見出し画像

麻生田町大橋遺跡 土偶A 5:日本最小の前方後円墳?

豊川市の北には三河一宮砥鹿神社(とがじんじゃ)の神体山ともいうべき本宮山がそびえている。その本宮山の麓に位置する炭焼古墳群に向かいました。

●麻生田大橋遺跡土偶A

1MAP炭焼古墳群(4号墳)

上記の地形図で解るように、豊川市は豊川の流れによって広がった扇状地に存在している。
麻生田大橋遺跡(あそうだおおばしいせき)は、そんな豊川市市街の外れに位置している遺跡だが、炭焼古墳群は平野部より少し丘陵上に上がった場所に位置している。

40基以上が存在するという炭焼古墳群の中で唯一の前方後円墳が4号墳であり、発掘調査されたままの状態で保存されているというので、その4号墳に向かった。
4号墳は農業用ガラス・ハウスやビニール・ハウスが立ち並ぶ中に存在した。

● ● ● ● ●

- 実施課題 -
A – 上記の炭焼古墳群に関する文章から、「上記の地形図で解るように、豊」から「ので、その4号墳に向かった。」までの箇所を一字一句変えずに抜き出してください。
B – 上記の炭焼古墳群に関する文章を、最後の文の後から書き継いでください。

- エントリ一覧 -

● ● ● ● ●

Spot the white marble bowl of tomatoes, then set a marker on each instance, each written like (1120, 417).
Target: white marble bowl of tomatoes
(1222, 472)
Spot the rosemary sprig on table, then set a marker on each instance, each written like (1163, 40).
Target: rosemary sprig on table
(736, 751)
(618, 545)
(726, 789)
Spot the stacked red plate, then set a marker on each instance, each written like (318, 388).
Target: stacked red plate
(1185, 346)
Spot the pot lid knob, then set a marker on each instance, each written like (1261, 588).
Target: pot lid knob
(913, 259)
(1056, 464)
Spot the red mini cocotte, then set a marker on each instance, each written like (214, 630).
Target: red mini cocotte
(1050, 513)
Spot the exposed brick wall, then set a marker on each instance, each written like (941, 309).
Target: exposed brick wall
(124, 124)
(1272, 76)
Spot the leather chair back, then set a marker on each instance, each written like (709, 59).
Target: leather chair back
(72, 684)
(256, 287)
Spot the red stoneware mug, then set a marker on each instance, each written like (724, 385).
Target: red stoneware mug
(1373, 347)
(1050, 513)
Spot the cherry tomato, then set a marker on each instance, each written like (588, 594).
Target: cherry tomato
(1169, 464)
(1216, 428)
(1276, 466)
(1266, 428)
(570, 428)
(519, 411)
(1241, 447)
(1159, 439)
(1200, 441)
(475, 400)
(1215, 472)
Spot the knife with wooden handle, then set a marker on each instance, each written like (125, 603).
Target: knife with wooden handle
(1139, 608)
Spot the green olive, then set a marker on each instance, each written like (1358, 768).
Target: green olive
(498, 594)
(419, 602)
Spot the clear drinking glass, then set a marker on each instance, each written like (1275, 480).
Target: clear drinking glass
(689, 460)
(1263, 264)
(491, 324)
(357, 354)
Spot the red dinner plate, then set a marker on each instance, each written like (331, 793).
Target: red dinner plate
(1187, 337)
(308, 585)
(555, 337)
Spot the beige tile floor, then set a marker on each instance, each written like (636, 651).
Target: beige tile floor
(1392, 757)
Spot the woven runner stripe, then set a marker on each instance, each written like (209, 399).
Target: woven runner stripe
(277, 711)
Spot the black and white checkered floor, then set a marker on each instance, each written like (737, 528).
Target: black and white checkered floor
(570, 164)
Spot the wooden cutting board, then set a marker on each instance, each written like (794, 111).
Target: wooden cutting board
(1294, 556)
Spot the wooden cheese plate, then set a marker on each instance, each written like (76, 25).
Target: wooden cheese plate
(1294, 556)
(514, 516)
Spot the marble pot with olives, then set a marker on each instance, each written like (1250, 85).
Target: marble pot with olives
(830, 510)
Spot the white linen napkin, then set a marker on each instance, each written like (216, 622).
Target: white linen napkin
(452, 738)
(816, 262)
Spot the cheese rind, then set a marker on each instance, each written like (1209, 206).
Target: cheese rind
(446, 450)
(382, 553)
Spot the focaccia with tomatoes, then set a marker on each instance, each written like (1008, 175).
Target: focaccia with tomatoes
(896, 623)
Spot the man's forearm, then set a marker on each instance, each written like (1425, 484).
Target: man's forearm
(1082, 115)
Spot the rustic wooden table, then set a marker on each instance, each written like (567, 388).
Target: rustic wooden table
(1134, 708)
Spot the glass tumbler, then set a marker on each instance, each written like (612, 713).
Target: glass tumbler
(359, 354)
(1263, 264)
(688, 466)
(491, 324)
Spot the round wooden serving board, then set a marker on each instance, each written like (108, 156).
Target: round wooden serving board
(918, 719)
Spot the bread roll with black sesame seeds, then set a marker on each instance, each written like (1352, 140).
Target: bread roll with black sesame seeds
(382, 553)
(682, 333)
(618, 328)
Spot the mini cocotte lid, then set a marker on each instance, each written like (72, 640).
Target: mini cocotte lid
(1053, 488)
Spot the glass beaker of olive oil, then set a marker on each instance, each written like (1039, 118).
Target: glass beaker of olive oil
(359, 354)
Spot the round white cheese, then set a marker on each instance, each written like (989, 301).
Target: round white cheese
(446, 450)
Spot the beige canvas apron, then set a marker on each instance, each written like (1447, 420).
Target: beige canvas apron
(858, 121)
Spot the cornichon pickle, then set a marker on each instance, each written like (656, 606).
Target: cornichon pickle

● ● ● ● ●

- 期待される出力 -
A –
上記の地形図で解るように、豊川市は豊川の流れによって広がった扇状地に存在している。
麻生田大橋遺跡(あそうだおおばしいせき)は、そんな豊川市市街の外れに位置している遺跡だが、炭焼古墳群は平野部より少し丘陵上に上がった場所に位置している。

40基以上が存在するという炭焼古墳群の中で唯一の前方後円墳が4号墳であり、発掘調査されたままの状態で保存されているというので、その4号墳に向かった。

B –
両側に多くの農業用ハウスが立ち並ぶ中を通っている一直線の道を進むと、農業用ハウスの奥にある4号墳に入っていける通路が設けられていた。
その通路の入口脇、こんなところに駐めておいていいのかなという場所に愛車を駐めて、ガラス・ハウスの間の路地に入って行った。
50m近く進むと、左手にコンクリート柵で囲われた方形の空き地があって、それが7号墳の存在する空き地で、その通路に沿った角地が柵の開口部になっていた。
その入口脇に教育委員会の製作した、柵の外に向けたステンレス板の案内書『炭焼古墳群(四号墳)』が立てられていた。
上記の文とダブルので、それ以外を記すると以下のような内容だった。

愛知県指定史跡
昭和29年3月12日指定

後円部にある埋葬施設は、横穴式石室とよばれ、天井部を失っていますが、墳丘に規則的に配置された石材とともに、よく旧状を残しています。出土遺物や石室の形状から、築造は6世紀の後半と思われ、群の中では比較的早く築かれた古墳ということができます。

柵の開口部から、空き地の中に1歩入ると、目の前に前方後円形に石が並べられていた。

1炭焼古墳群(4号墳)

ち、小さい!!
こんな小さな前方後円墳は始めて遭遇する。
実際に観てはいないのだが、徳島県に存在する最古の前方後円墳がかなり小さかった記憶がある。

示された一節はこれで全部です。